▶ Using the information
1. Print the passage of the essay on comparing yourself to others that begins with the words "Social comparison means" and ends with "and ensure evolution.".
2. In the essay on comparing yourself to others, which feelings does social comparison allow to fester?
3. Go on with the essay on comparing yourself to others from its final sentence.

▶ Given text
Comparing Yourself To Others
Why can’t I be like ——-? I’m nothing compared to them.
Social comparison means that you judge your own self worth by determining how you stack up against others.
Humans have long used social comparison to measure their success and map out areas for self-improvement. It can be a useful way to keep on track. One can imagine our ancestors competing over the biggest catch and comparing notes about the sharpness of their stone tools. Back then, social comparison was an important way to gain knowledge; to become more proficient/adapted for survival. It was essential to transmit culture and ensure evolution.
Today you are flooded with images on social media. Comparisons are everywhere. The problem is that you don’t need to know most of what you see to ensure your survival. So what does your brain do with all this comparative information? That depends on your mental health. On your good days, you are more likely to feel happy for those people you see on your Instagram feed. But on bad days, and if you’re suffering, you’re more likely to feel slighted and insecure.
Social comparison allows depression, envy, and resentment to fester.
When I was attending university in the early ’90s, I was a research assistant in a national study on social comparison and depression. I learned that one feature of the way people think when they are depressed is that they compare themselves to others instead of focusing on themselves. Think of how rife this is now – decades after this study – with the exposure we have on social media to the delusion of the ‘perfect’ life. What we look like, i.e. our
What to do if you feel bad when you compare yourself to others:
- If you feel resentful or envious, try to sit with this feeling. Understand it and write about it. Is what you want attainable or an unreachable ideal? Can this feeling propel you or does it keep you stuck? If what you want is attainable, think about steps you can take to get there. If you simply cannot have what you want, you must grow gratitude for what is. Make a list of things you’re grateful for or design a gratitude jar that you can add to daily.

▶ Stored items
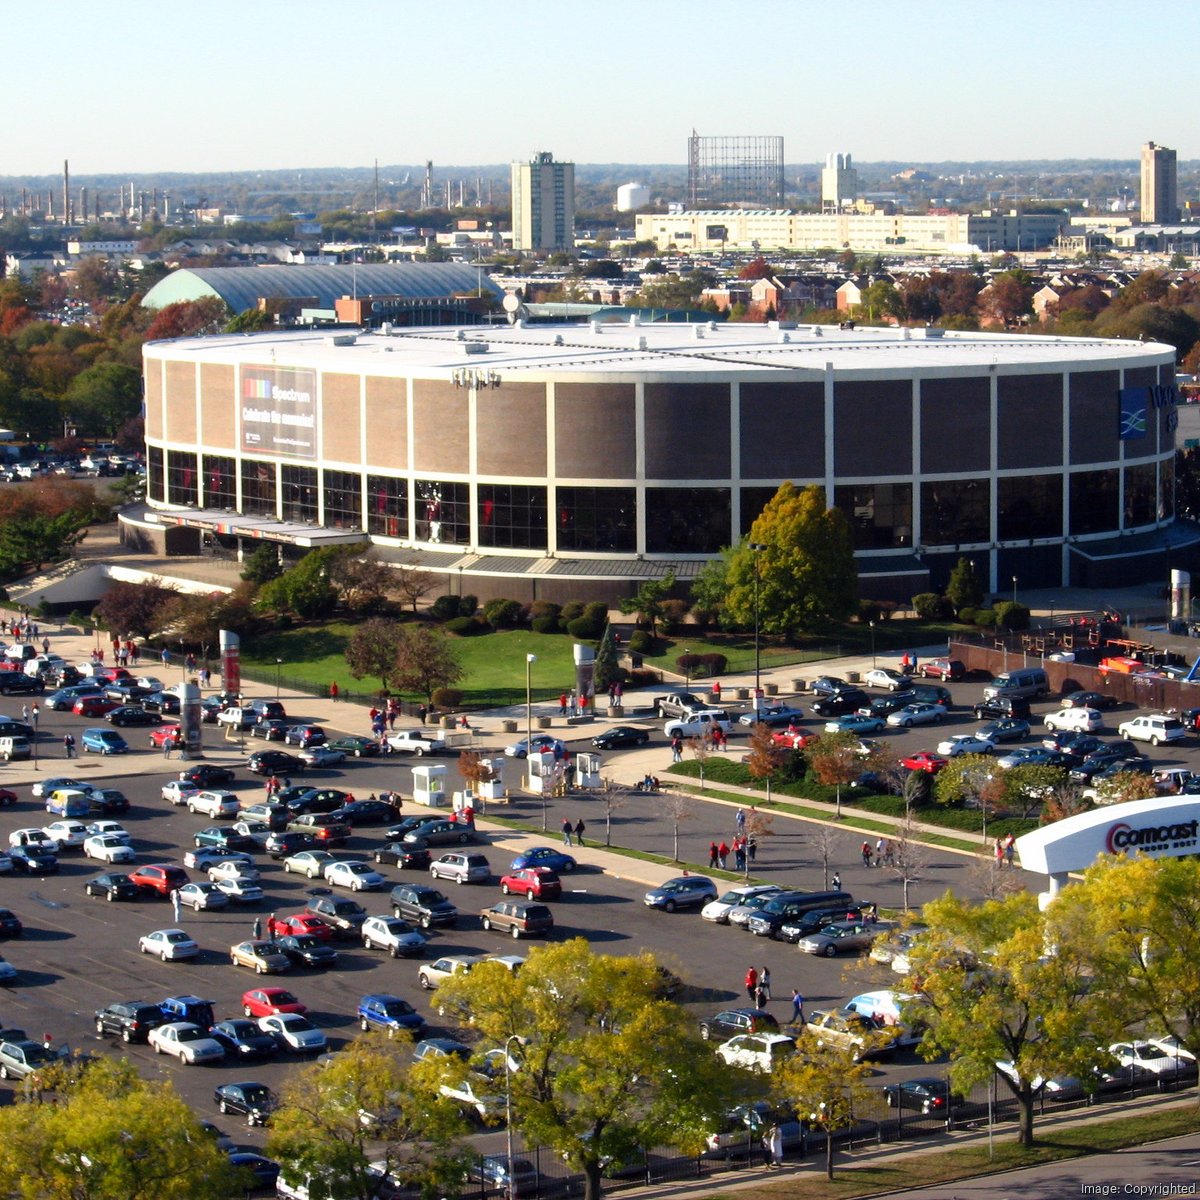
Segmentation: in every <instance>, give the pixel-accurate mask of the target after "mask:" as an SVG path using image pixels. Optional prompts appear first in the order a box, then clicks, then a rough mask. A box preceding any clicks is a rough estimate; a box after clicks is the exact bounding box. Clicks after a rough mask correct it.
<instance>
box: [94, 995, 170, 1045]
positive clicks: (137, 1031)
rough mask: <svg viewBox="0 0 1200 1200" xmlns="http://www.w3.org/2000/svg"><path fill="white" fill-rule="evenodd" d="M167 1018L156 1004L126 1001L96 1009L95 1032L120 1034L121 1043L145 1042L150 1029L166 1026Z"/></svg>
mask: <svg viewBox="0 0 1200 1200" xmlns="http://www.w3.org/2000/svg"><path fill="white" fill-rule="evenodd" d="M166 1022H167V1018H166V1016H163V1015H162V1009H161V1008H160V1007H158V1006H157V1004H144V1003H142V1001H139V1000H126V1001H121V1002H120V1003H116V1004H109V1006H108V1007H107V1008H97V1009H96V1032H97V1033H100V1034H101V1036H103V1034H106V1033H120V1036H121V1040H122V1042H145V1039H146V1036H148V1034H149V1033H150V1031H151V1030H152V1028H156V1027H157V1026H160V1025H166Z"/></svg>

▶ Your written answers
1.
Social comparison means that you judge your own self worth by determining how you stack up against others.
Humans have long used social comparison to measure their success and map out areas for self-improvement. It can be a useful way to keep on track. One can imagine our ancestors competing over the biggest catch and comparing notes about the sharpness of their stone tools. Back then, social comparison was an important way to gain knowledge; to become more proficient/adapted for survival. It was essential to transmit culture and ensure evolution.

2. Depression, envy, and resentment.

3.
- Stay off social media when you feel sour. The images are filtered and skewed. Looking at other people’s filtered photos and narratives can’t possibly help you feel better. Lean into your own awesomeness and self soothe.
- Write some affirmations. An affirmation is a helpful statement you repeat to yourself. Remember an affirmation is meant to be read, repeated, and written – even posted somewhere you can see it – to give you the strength of conviction!
Here is your affirmation:
“Your unique gifts and talents are arranged in a constellation of divine perfection that completes the shape of YOU! No one else can replicate what YOU offer the world. Go out and be great.”